**Short task**
Exactly reproduce the entries, dropping any pictures from your copy.

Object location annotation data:
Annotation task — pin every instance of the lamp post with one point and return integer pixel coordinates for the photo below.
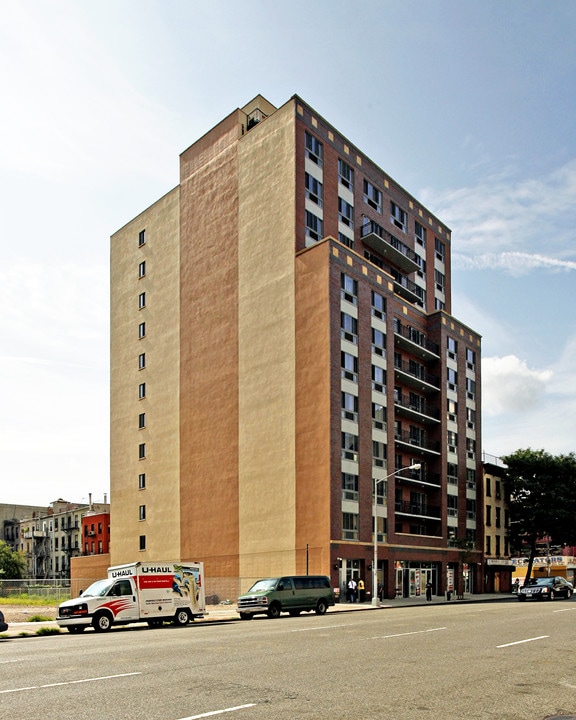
(375, 599)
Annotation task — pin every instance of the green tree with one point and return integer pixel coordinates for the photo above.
(12, 563)
(542, 499)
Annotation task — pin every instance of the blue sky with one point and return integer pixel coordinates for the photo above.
(469, 105)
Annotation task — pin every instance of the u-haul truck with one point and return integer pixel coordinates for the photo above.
(138, 592)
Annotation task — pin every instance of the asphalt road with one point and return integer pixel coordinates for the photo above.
(507, 661)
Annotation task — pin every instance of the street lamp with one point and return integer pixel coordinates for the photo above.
(375, 600)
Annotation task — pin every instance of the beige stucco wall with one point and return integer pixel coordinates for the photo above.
(161, 375)
(266, 348)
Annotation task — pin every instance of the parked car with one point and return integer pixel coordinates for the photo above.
(545, 589)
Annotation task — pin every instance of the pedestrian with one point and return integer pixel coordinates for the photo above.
(352, 590)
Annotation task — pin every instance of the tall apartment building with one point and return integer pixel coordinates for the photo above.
(282, 350)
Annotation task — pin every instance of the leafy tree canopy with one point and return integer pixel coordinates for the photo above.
(12, 563)
(542, 498)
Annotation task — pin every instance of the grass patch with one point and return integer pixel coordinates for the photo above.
(38, 600)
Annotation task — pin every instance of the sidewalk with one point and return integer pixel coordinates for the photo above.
(228, 613)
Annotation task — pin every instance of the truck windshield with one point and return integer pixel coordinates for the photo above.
(263, 585)
(97, 589)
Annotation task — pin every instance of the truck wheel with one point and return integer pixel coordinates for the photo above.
(102, 622)
(274, 610)
(182, 617)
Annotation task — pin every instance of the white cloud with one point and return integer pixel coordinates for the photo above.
(510, 386)
(514, 263)
(505, 223)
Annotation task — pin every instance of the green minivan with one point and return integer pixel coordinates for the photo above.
(292, 594)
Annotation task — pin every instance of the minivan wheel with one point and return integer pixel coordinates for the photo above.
(102, 622)
(274, 610)
(181, 618)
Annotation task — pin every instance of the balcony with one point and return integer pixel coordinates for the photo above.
(422, 510)
(385, 244)
(416, 408)
(415, 375)
(415, 342)
(405, 438)
(418, 477)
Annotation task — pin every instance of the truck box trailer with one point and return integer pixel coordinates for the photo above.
(138, 592)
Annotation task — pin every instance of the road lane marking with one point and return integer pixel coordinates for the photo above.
(219, 712)
(415, 632)
(324, 627)
(519, 642)
(68, 682)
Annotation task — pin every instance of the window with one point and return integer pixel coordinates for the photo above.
(313, 148)
(350, 446)
(380, 490)
(345, 240)
(349, 366)
(378, 342)
(313, 189)
(398, 216)
(349, 486)
(349, 288)
(378, 453)
(378, 378)
(372, 196)
(349, 406)
(439, 248)
(378, 305)
(349, 526)
(348, 328)
(378, 416)
(345, 174)
(420, 233)
(314, 226)
(440, 280)
(345, 212)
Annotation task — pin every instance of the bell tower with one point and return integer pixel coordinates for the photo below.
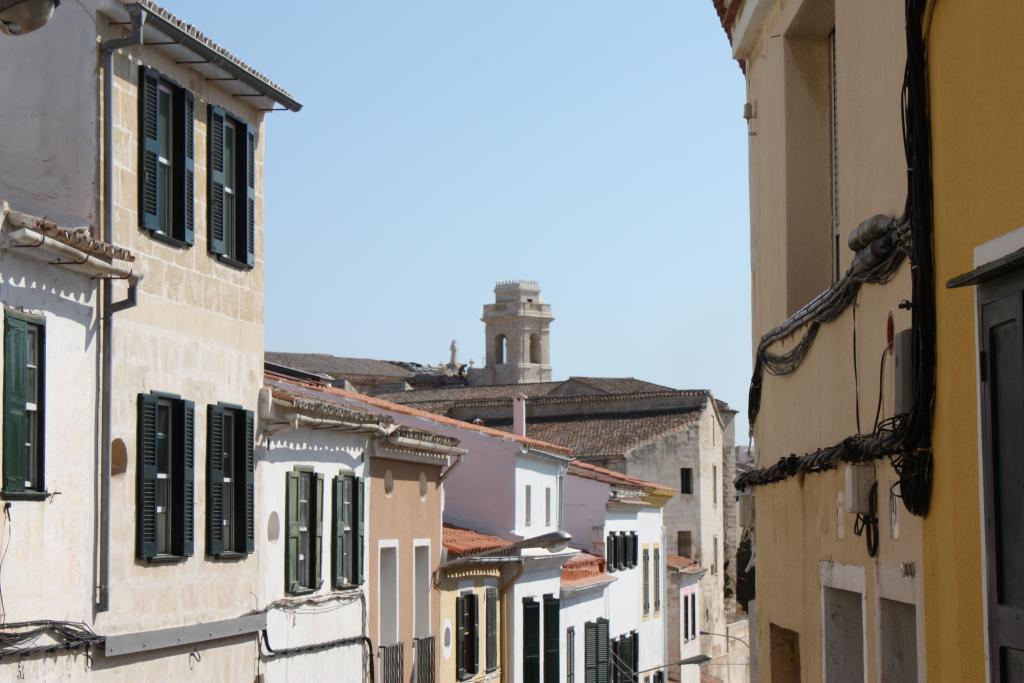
(516, 335)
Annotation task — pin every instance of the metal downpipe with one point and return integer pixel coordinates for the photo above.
(107, 49)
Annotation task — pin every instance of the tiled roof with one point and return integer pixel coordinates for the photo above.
(338, 367)
(591, 471)
(459, 541)
(198, 35)
(607, 435)
(585, 569)
(406, 410)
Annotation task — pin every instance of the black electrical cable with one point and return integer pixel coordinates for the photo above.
(906, 439)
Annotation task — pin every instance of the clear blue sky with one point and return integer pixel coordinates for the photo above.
(595, 145)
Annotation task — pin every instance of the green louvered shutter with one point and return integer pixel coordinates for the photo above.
(292, 545)
(552, 658)
(186, 188)
(187, 497)
(15, 421)
(250, 216)
(250, 480)
(343, 485)
(530, 641)
(316, 509)
(215, 186)
(590, 652)
(602, 650)
(359, 512)
(146, 508)
(460, 636)
(215, 479)
(148, 194)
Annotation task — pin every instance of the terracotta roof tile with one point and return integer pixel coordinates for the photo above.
(406, 410)
(459, 541)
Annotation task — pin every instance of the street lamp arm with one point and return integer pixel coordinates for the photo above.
(724, 635)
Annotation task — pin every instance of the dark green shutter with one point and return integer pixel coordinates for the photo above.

**Solution to the exercise**
Annotation task — pin every instance of the lamp post with one point and return integer pixel coordinates for the photo below.
(375, 599)
Annotation task — pin every instance of the green tree with one point and return integer pixel coordinates for the photo above.
(12, 563)
(542, 499)
Annotation task — pin every instance of the blue sky with one point and return integer pixel coordinates for the photo above.
(469, 105)
Annotation task — pin every instance of the u-haul truck with one point and return integer pixel coordinates for the photo above.
(138, 592)
Annotation task — pin every instance of the asphalt road with one point and return integer pixel coordinates for the photo above.
(507, 661)
Annotation task — pin every instance of the street lamp with one point and return integer pixel coordinates for the photo above.
(375, 600)
Annotation task — pin every instance of the beige stucco wall with one point and return integer pixel coordinates for the photo above.
(161, 375)
(266, 348)
Annotation task — pin every instance of the parked car with one point and return integer pixel coordinates for the photo above.
(545, 589)
Annotation task — pin every instance of the pedestrian with one point and return integer pixel coordinates for the photo above.
(352, 590)
Annotation task — pin every instance of the tall apartment building with one point and return integer pixel coordinates for the photo above.
(282, 350)
Annotation task — pin every instance of the leafy tree canopy with one point and return integer pixel coordinates for the photo above.
(12, 563)
(542, 498)
Annotation task — pin every instance of the grass patch with one point and return integer pixel coordinates for the photo above.
(38, 600)
Annotation task — pin every instance of the sidewalk with one point and return integer pixel coordinates for the photo above.
(228, 613)
Annotation task — pin every instance of the truck windshield with one point and return integer pixel coordinates for the photo above.
(263, 585)
(97, 589)
Annotation task — pin every instance of the truck wheel with one point and return integer pixel coordinates for the photo above.
(102, 622)
(274, 610)
(182, 617)
Annotation task — pin every instance of the white cloud with one point and return integer pixel coordinates for the photo above.
(510, 386)
(514, 263)
(505, 223)
Annotation task — pin every instance of the green minivan with one point and return integer pixel coordinates for the photo above.
(292, 594)
Annotation task — pin every instance of the minivan wheel with one point and return integer pixel coordinates for the photo above.
(102, 622)
(274, 610)
(181, 618)
Annotation task — pin every instance of the balcony with one point and return integer pixel coordinates for the photo above.
(422, 510)
(385, 244)
(416, 408)
(415, 375)
(415, 342)
(405, 438)
(418, 477)
Annotation task — pin every instance of the truck box trailer with one point and return integer pixel coordinates for the photo above.
(138, 592)
Annotation task — pin every instance of the road lane marking with one point and return integer pixel coordinates for the photo above.
(219, 712)
(415, 632)
(324, 627)
(519, 642)
(68, 682)
Annotation task — pin every instance of the window with one point and return integer pixel coordinates for the photo above.
(313, 148)
(350, 446)
(380, 490)
(345, 240)
(349, 366)
(378, 342)
(313, 189)
(398, 216)
(349, 486)
(349, 288)
(378, 453)
(378, 378)
(372, 196)
(349, 406)
(439, 248)
(378, 305)
(349, 526)
(348, 328)
(378, 416)
(345, 174)
(420, 233)
(314, 226)
(440, 280)
(345, 212)
Annotation task — pin every instance of the bell tower with one point and return integer pixel coordinates for the photo below.
(516, 335)
Annotation task — pin every instance of the metal downpipe with one point and return integer pixel coordinates for the photo above.
(107, 49)
Annotation task — pin every instance of the tiled roof with one point and return integer pixel coordinates for the photo above.
(338, 367)
(591, 471)
(459, 541)
(198, 35)
(607, 435)
(585, 569)
(406, 410)
Annotation task — pin every instance of the black electrical cable with one point and return integer pixel coordinates for the photo above.
(906, 439)
Annotation task — pin every instance of the clear blue sky with one point and return integer pixel coordinates for the photo above.
(595, 145)
Annotation task — pin every instance of the green louvered shutter with one point and return integer pixel coordinates for the photo above.
(292, 545)
(552, 658)
(186, 188)
(187, 497)
(15, 421)
(250, 216)
(250, 480)
(343, 485)
(530, 641)
(316, 509)
(215, 186)
(590, 652)
(602, 650)
(359, 512)
(146, 508)
(460, 636)
(215, 479)
(148, 194)
Annotation task — pin every instance of the terracotta roof tile with one point and return integer pixel coordinates for the photo above.
(406, 410)
(459, 541)
Annotation task — pin every instance of the street lamp arm with one point and return integer pixel coordinates for the photo above.
(724, 635)
Annotation task — pin every instance of the dark green shutter with one point and return integer pixel coordinates for the photo above.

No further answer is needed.